**What needs to be done**
Line by line, reproduce the records exactly.

━━━━━━━━━━━━━━━━

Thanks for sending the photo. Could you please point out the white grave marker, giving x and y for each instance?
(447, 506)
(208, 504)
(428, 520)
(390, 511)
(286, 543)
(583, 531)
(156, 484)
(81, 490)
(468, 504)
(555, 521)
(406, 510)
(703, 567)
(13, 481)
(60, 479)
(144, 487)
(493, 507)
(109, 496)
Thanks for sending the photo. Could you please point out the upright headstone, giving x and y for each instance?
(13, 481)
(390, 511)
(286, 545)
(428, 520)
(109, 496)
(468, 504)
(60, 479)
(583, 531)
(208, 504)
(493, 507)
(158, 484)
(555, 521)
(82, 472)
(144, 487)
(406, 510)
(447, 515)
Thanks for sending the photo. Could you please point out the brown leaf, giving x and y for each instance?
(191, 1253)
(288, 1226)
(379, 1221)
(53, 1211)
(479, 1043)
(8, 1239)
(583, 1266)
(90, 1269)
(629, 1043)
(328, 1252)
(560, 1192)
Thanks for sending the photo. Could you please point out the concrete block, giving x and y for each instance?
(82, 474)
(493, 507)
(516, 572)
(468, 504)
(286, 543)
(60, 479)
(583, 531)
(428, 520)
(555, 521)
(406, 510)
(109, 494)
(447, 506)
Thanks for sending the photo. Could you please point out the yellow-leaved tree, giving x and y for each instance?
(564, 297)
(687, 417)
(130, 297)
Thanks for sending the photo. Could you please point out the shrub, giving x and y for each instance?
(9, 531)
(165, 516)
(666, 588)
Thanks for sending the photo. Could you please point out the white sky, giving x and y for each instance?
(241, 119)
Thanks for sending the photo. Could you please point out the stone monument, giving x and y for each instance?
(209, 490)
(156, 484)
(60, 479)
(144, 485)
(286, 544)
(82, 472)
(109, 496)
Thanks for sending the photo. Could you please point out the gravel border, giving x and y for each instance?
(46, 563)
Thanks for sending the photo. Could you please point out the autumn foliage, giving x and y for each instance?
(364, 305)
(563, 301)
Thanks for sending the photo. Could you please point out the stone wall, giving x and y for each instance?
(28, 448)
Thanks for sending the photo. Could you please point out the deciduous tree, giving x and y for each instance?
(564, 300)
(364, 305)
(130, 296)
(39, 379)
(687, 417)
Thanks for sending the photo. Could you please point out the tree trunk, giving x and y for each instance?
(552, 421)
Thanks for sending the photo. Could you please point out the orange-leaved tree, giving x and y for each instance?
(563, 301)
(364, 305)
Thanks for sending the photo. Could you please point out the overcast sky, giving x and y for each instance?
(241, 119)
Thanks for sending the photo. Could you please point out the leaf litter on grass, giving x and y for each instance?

━━━━━━━━━━━━━━━━

**Response to this task**
Thanks for sending the photo. Could you please point out the white grave marker, giving x and y for each instance?
(447, 506)
(208, 504)
(428, 520)
(390, 511)
(286, 543)
(583, 531)
(156, 484)
(81, 490)
(468, 504)
(555, 521)
(406, 510)
(703, 567)
(13, 481)
(60, 479)
(144, 487)
(493, 507)
(109, 496)
Thanks for sending the photo. Could you please point out the upright headstone, giving x and y for each instance?
(13, 481)
(390, 511)
(286, 545)
(428, 520)
(109, 496)
(468, 504)
(60, 479)
(583, 531)
(208, 504)
(493, 507)
(158, 484)
(555, 521)
(82, 472)
(144, 487)
(406, 510)
(447, 515)
Thanks for sending the photo. Could you please point out the brown leaf, giving x and y for each instance?
(191, 1253)
(288, 1226)
(379, 1221)
(53, 1211)
(479, 1043)
(8, 1239)
(583, 1266)
(90, 1269)
(629, 1043)
(328, 1252)
(560, 1192)
Thanks for sending the photo. Could you please point out the concrete block, giving x and y for each instance?
(82, 474)
(493, 507)
(516, 572)
(468, 504)
(286, 543)
(60, 479)
(583, 531)
(428, 520)
(555, 521)
(406, 510)
(109, 494)
(447, 506)
Thanks for sending the photo. Could you please point out the yellow-leaved tree, giving x and y for each instance?
(564, 297)
(687, 417)
(130, 297)
Thanks for sending the photo. Could you please point out the shrub, giving x and y for each instance?
(9, 531)
(165, 516)
(666, 588)
Thanks for sending the photo. Could you please point out the white sky, giving x and y for each instance?
(241, 119)
Thanks for sending the photo. Could you please point out the stone monument, giving x and y for each instance?
(209, 490)
(156, 484)
(60, 479)
(144, 485)
(286, 544)
(82, 472)
(109, 496)
Thanks for sending the photo. Could you please point out the gravel border, giving x and y for each instance?
(46, 563)
Thanks for sending the photo. Could you please point out the autumn foliage, giving x and y for each instance?
(364, 305)
(563, 301)
Thanks for sending the photo. Could you please point out the stone wall, giving x and y for each instance?
(28, 448)
Thanks for sending the photo. Could you please point out the deciduous tree, giving x and y for each instance?
(564, 300)
(364, 305)
(130, 296)
(39, 379)
(687, 417)
Thanks for sending the photo. Could you please point out the tree trunk, giving x and y for each instance?
(552, 421)
Thanks for sending the photo. Could you please point out the orange-leaved tree, giving x and y for each instance?
(563, 301)
(364, 305)
Thanks for sending the photo. Could you please point out the overcast sky, giving x and y for each instance?
(241, 119)
Thanks for sending the photo. Could you please point out the leaf litter on grass, giving x and y for each instance?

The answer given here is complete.